<<<<

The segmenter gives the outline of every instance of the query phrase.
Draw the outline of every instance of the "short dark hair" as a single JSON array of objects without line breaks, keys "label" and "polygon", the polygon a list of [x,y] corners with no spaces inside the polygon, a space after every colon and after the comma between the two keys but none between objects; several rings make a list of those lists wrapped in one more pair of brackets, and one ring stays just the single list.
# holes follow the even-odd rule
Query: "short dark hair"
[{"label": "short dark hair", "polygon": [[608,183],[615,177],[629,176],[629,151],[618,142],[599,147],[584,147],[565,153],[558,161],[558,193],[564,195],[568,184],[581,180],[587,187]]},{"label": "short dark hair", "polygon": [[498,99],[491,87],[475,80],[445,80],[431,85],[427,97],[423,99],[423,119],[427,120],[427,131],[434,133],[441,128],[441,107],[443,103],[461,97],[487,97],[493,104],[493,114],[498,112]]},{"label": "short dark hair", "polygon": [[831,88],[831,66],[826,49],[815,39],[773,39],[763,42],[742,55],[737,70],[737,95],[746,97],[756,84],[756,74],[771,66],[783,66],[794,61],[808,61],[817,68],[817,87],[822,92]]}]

>>>>

■ **AIM OF THE TASK**
Copy each line of the listing above that contains the string "label".

■ **FULL OUTPUT**
Draw the outline of every instance of the "short dark hair" as a single JSON array of objects without line breaks, keys "label" and "polygon", the polygon a list of [x,y] corners with no spaces inside the polygon, a space after every colon and after the comma between the two keys but none between objects; several rings make a list of those lists wrapped in one more pair of brackets, and one ring stays just the single list.
[{"label": "short dark hair", "polygon": [[608,183],[615,177],[629,176],[629,151],[618,142],[599,147],[584,147],[565,153],[558,161],[558,193],[564,195],[568,184],[581,180],[587,187]]},{"label": "short dark hair", "polygon": [[498,99],[491,87],[475,80],[445,80],[431,85],[427,97],[423,99],[423,119],[427,120],[427,131],[434,133],[441,128],[441,107],[443,103],[461,97],[487,97],[493,104],[493,114],[498,112]]},{"label": "short dark hair", "polygon": [[831,88],[831,66],[826,49],[815,39],[773,39],[763,42],[742,55],[737,70],[737,95],[746,97],[756,84],[756,74],[771,66],[783,66],[794,61],[808,61],[817,68],[817,87],[822,92]]}]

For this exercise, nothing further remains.